**Fragmento de origen:**
Hacia finales de la década de los 80 parece que, lejos de los extremos del neoliberalismo y del aislamiento, comienza a producirse cierto grado de consenso sobre la necesidad de conciliar la inserción internacional con la construcción de un tejido productivo y social articulado, de tal manera que el crecimiento económico permita atender a las necesidades básicas de la población (alimentación, vivienda, salud, educación, etc.). Como ha sido indicado en esos mismos años, la evidencia disponible sugiere que ni la integración económica mundial ni el aislamiento pueden garantizar el desarrollo económico por sí solos: una sobredependencia y una especialización exportadora crean una vulnerabilidad que puede ser fatal; por otra parte, el aislamiento puede acarrear ineficiencia y despilfarro, lo que impide el crecimiento a largo plazo. Lo importante es la capacidad de adaptación y de transformación, para lo que es necesario un liderazgo político y económico. El papel del Estado resulta aquí incuestionable18.

II. Las complejas relaciones entre educación y desarrollo

La relación entre economía y educación no pasó desapercibida para los autores clásicos. Es conocido que Adam Smith comparó la eficiencia de un hombre instruido con la de una máquina de elevado coste; que Stuart Mill puso de relieve la conexión entre la productividad y la destreza de los trabajadores y que, incluso, Alfred Marshall habló de la semejanza que existe entre un hombre que invierte en un negocio -capital físico- y otro que invierte en la educación de sus hijos. No obstante, todos los autores están de acuerdo en reconocer que la importancia de la educación para el crecimiento económico, sea la que fuere, solo ha sido objeto de estudio sistemático a partir de la segunda mitad de este siglo, especialmente con la aparición de la teoría del capital humano en los años 50.

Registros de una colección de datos

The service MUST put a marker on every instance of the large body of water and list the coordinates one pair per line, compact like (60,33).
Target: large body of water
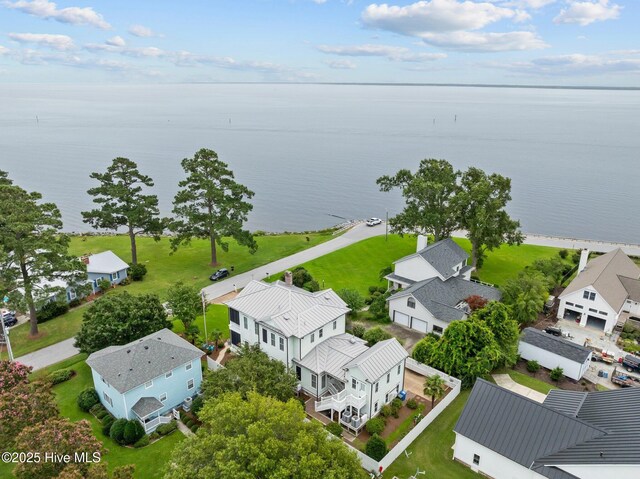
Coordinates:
(311,151)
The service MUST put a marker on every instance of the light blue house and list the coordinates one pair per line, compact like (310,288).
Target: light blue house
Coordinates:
(147,378)
(105,265)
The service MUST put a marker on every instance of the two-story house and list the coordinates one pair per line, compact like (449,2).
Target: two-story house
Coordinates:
(604,289)
(147,378)
(434,283)
(306,331)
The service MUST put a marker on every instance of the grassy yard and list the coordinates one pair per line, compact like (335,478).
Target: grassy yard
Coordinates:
(189,264)
(432,452)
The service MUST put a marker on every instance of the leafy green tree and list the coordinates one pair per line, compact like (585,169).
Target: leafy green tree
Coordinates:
(526,295)
(252,370)
(435,387)
(260,437)
(119,319)
(211,205)
(122,203)
(33,247)
(185,302)
(480,208)
(428,194)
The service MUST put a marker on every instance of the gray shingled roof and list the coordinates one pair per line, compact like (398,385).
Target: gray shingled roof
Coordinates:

**Ejercicios propuestos:**
A. Edita el fragmento sobre educación y desarrollo: reprodúcelo comenzando por "La relación entre" y siguiendo hasta "los años 50.", y sustituye "autores clásicos" por "pensadores clásicos".
B. Según el fragmento sobre educación y desarrollo, ¿con qué comparó Adam Smith la eficiencia de un hombre instruido?
C. Convierte en una lista breve el párrafo del fragmento sobre educación y desarrollo que empieza con "La relación entre economía y educación" y conserva sus datos principales.

**Las respuestas:**
A.
La relación entre economía y educación no pasó desapercibida para los pensadores clásicos. Es conocido que Adam Smith comparó la eficiencia de un hombre instruido con la de una máquina de elevado coste; que Stuart Mill puso de relieve la conexión entre la productividad y la destreza de los trabajadores y que, incluso, Alfred Marshall habló de la semejanza que existe entre un hombre que invierte en un negocio -capital físico- y otro que invierte en la educación de sus hijos. No obstante, todos los autores están de acuerdo en reconocer que la importancia de la educación para el crecimiento económico, sea la que fuere, solo ha sido objeto de estudio sistemático a partir de la segunda mitad de este siglo, especialmente con la aparición de la teoría del capital humano en los años 50.

B. Con la de una máquina de elevado coste.

C.
- Los autores clásicos ya advirtieron la relación entre economía y educación.
- Adam Smith comparó la eficiencia de un hombre instruido con la de una máquina de elevado coste.
- Stuart Mill destacó la conexión entre la productividad y la destreza de los trabajadores.
- Alfred Marshall señaló la semejanza entre invertir en un negocio (capital físico) e invertir en la educación de los hijos.
- La importancia de la educación para el crecimiento económico solo se estudió de forma sistemática a partir de la segunda mitad de este siglo, sobre todo con la teoría del capital humano en los años 50.